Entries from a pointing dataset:
========

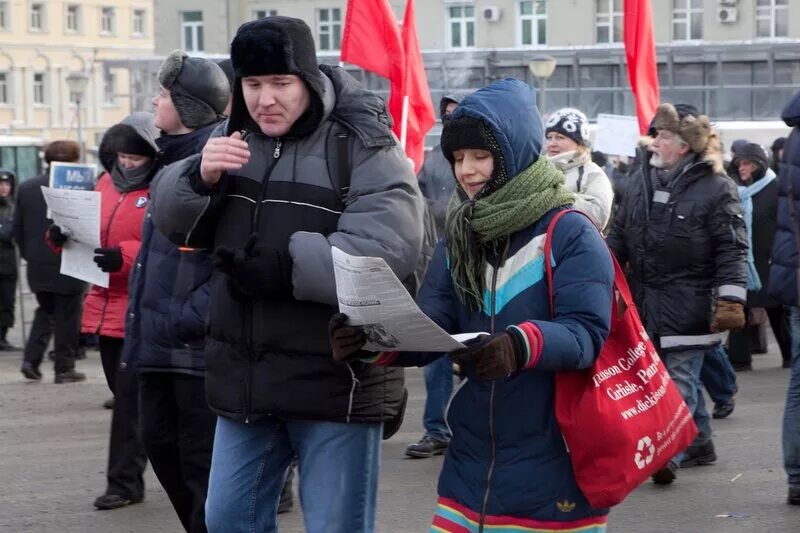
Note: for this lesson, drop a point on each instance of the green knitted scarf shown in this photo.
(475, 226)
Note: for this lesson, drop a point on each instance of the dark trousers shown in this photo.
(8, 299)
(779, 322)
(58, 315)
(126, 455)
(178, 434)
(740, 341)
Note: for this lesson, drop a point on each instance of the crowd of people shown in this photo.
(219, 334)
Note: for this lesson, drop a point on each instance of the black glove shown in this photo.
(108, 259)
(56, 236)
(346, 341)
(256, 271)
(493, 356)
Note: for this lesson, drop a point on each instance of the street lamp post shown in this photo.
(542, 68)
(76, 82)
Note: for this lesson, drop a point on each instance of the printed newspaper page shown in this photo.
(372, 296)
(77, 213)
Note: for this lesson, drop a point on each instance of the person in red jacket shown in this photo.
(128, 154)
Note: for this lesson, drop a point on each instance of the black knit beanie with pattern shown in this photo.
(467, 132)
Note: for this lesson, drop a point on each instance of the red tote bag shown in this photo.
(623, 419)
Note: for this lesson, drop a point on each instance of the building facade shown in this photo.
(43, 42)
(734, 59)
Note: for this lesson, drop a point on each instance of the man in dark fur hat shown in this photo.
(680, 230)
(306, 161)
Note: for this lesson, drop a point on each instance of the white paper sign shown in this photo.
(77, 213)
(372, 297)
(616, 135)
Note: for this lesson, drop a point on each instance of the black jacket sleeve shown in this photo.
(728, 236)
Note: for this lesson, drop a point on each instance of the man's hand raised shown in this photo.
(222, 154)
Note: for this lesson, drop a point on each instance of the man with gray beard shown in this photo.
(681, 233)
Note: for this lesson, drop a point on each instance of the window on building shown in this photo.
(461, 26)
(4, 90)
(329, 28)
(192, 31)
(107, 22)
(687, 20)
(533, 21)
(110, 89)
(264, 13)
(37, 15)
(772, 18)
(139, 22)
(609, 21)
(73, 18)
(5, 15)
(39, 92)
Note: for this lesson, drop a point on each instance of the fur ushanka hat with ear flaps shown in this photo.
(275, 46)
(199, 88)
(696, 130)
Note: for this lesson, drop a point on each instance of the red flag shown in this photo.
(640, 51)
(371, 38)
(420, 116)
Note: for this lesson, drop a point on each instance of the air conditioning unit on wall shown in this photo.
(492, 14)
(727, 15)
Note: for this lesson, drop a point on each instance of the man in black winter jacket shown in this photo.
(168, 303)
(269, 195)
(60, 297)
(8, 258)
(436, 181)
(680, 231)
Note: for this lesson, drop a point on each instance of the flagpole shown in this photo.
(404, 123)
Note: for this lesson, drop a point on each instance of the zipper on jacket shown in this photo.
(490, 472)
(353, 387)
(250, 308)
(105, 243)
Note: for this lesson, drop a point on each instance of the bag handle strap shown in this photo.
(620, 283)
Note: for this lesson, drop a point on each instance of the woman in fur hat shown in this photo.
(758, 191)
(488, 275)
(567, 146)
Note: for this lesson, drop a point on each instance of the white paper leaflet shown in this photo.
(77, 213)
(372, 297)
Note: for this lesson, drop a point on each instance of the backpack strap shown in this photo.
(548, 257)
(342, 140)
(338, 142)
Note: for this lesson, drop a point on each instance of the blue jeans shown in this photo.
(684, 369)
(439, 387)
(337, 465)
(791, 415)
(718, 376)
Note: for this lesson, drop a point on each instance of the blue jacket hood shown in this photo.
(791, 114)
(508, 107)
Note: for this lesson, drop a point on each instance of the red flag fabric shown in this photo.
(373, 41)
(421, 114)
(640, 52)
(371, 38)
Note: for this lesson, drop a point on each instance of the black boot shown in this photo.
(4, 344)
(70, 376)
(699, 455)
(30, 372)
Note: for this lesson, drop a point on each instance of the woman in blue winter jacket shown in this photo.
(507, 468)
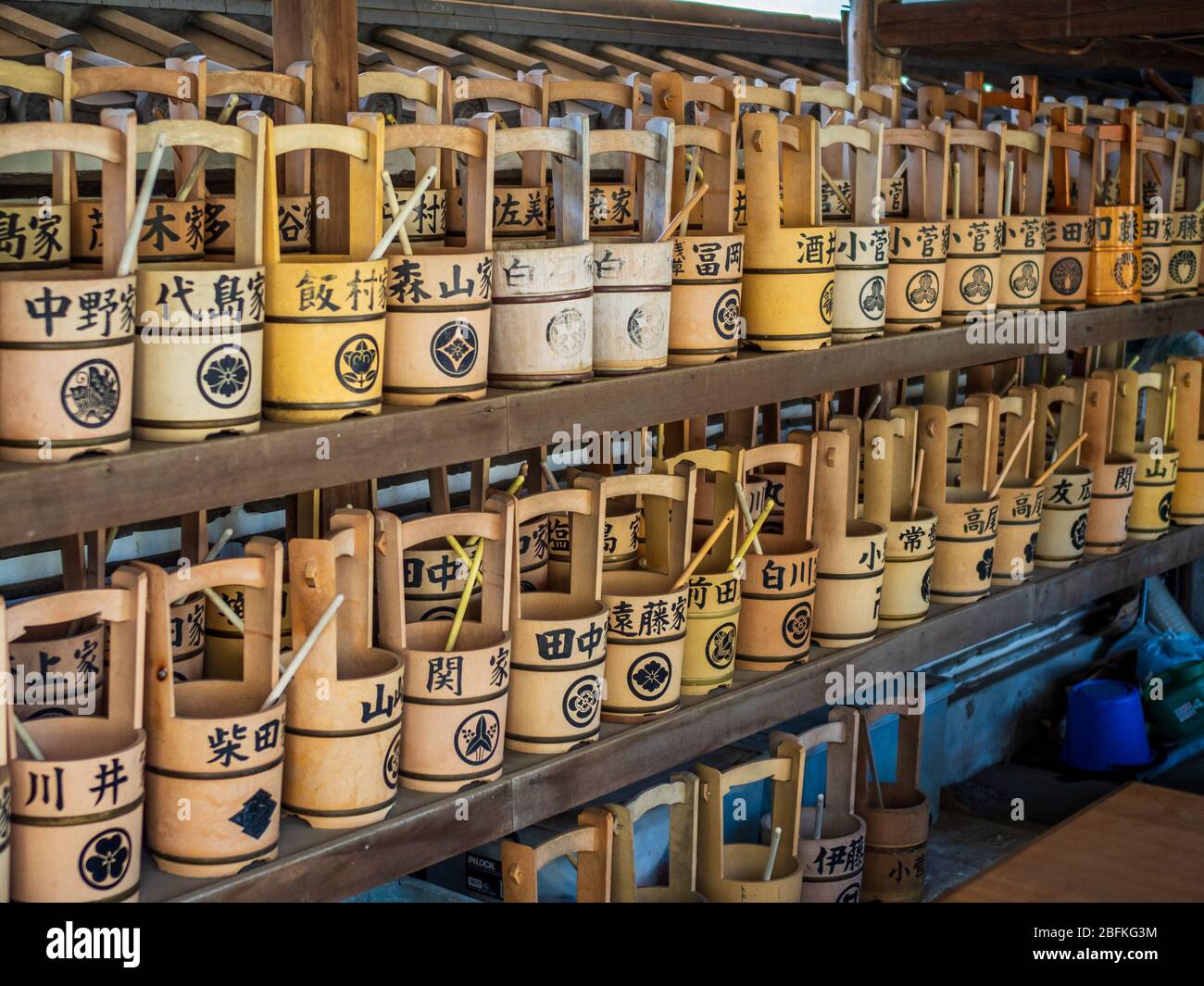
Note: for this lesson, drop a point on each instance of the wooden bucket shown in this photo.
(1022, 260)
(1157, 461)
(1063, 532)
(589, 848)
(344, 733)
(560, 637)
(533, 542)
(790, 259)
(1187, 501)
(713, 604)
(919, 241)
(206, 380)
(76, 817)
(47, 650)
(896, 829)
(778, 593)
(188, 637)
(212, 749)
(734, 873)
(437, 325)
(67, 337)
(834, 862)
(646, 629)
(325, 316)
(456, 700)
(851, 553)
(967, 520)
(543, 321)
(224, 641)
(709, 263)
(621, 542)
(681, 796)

========

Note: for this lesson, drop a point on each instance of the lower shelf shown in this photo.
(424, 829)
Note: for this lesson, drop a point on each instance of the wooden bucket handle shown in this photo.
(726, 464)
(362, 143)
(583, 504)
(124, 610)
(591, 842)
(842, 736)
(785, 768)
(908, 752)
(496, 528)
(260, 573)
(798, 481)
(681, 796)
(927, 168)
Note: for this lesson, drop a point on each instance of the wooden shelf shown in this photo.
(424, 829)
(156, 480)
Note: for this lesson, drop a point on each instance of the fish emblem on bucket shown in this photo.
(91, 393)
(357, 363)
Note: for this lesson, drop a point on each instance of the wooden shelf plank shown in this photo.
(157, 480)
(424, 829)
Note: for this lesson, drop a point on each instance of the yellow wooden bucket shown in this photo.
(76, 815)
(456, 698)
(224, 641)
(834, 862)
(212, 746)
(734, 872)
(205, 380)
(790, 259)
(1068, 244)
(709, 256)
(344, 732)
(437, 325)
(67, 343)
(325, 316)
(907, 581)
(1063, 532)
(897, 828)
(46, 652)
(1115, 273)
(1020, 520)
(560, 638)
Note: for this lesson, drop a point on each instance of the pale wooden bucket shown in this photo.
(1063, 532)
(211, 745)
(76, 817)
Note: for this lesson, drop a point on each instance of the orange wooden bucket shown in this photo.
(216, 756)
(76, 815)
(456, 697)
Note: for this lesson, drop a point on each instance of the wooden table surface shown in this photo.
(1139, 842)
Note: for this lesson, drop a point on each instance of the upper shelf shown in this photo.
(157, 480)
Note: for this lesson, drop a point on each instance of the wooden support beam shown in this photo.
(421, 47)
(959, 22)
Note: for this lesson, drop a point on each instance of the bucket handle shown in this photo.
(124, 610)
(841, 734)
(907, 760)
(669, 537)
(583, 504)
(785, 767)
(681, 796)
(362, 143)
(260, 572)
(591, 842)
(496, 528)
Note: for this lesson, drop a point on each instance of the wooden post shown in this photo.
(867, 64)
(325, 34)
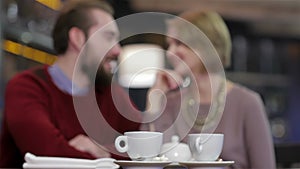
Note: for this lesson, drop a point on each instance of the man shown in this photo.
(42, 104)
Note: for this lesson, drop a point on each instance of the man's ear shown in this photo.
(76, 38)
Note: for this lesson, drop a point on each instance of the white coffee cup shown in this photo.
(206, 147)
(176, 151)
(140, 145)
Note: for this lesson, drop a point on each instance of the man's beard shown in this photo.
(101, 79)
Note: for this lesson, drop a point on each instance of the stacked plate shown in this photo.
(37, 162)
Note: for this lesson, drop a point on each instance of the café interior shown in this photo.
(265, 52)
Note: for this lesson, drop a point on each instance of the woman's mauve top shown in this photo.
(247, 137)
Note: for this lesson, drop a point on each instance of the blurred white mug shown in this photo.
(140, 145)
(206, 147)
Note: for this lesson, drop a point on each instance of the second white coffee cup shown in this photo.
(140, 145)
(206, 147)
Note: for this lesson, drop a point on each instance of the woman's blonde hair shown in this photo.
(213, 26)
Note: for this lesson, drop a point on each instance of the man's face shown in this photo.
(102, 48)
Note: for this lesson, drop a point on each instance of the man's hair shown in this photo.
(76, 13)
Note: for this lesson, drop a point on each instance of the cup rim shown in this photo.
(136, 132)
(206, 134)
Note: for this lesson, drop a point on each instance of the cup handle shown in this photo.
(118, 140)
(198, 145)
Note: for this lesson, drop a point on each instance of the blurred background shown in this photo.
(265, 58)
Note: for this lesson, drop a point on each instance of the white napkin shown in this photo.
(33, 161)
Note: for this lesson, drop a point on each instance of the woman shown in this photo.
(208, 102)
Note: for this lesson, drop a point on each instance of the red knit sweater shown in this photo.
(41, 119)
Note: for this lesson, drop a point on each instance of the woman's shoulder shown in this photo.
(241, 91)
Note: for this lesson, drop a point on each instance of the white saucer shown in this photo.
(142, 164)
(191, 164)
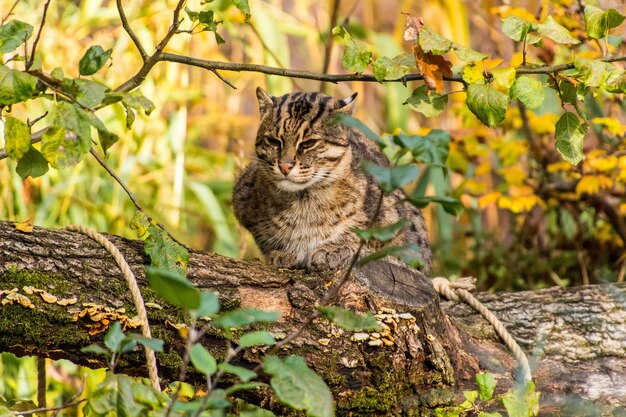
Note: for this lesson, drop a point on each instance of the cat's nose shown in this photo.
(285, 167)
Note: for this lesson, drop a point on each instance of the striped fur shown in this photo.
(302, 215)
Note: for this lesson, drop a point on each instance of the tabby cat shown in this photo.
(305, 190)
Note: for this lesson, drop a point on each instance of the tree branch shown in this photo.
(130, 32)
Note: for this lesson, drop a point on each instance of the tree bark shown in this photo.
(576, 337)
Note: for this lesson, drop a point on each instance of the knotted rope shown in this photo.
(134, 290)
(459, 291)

========

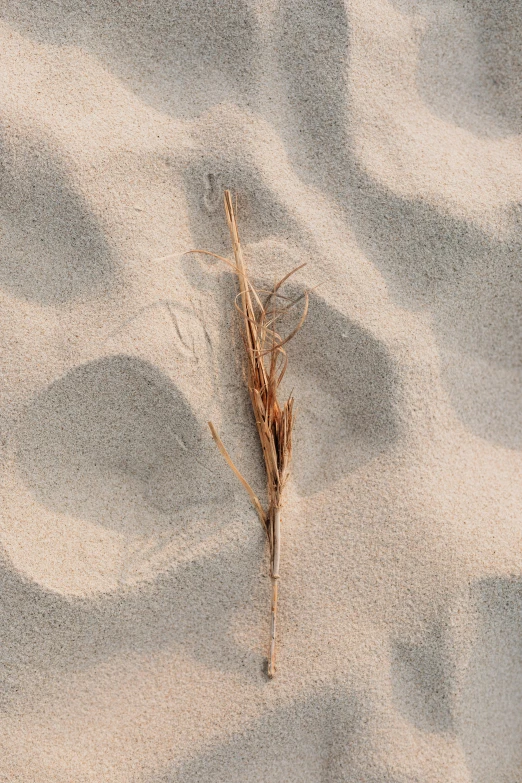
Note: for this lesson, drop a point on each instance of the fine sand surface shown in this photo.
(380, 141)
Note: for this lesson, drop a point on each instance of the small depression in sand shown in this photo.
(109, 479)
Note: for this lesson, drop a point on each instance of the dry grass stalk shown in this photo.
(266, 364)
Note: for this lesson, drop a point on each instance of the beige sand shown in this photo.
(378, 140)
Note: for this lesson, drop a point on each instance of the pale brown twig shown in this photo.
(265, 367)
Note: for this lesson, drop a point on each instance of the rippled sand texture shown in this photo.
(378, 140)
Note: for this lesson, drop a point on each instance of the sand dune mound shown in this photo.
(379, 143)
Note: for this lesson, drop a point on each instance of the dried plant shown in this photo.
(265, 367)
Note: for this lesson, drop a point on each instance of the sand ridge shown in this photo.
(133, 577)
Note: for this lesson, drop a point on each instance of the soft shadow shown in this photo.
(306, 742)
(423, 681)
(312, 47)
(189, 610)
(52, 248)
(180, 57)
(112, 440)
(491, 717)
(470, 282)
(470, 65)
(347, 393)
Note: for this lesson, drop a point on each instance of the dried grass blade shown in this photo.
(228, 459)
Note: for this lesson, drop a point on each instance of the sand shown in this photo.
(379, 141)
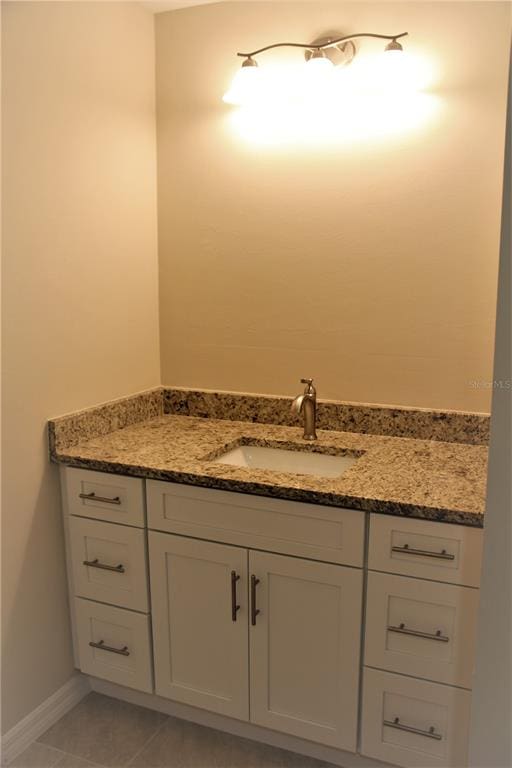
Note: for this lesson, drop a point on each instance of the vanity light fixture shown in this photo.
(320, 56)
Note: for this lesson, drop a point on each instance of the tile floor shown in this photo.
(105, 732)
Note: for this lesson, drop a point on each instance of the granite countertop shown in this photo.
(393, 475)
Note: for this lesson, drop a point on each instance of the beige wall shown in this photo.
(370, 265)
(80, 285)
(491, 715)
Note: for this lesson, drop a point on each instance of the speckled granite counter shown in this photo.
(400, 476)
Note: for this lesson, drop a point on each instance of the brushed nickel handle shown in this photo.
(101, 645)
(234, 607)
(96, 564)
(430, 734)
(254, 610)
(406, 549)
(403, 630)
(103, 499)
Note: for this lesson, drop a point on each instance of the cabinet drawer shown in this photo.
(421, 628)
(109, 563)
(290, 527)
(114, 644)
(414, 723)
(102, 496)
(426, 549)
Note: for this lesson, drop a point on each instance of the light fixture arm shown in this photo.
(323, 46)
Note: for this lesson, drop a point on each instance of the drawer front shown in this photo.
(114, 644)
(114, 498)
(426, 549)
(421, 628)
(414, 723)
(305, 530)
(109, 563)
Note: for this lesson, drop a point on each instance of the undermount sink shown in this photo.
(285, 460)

========

■ Directive: Show each line of the items above that contains the word "fixture". Matching is case-sensitive.

■ Correct result:
Note: for this lesson, drop a point on each instance of the vanity light fixture shown in this photo.
Note: for this lesson, drop a point on each instance of the light fixture arm shown in this photo.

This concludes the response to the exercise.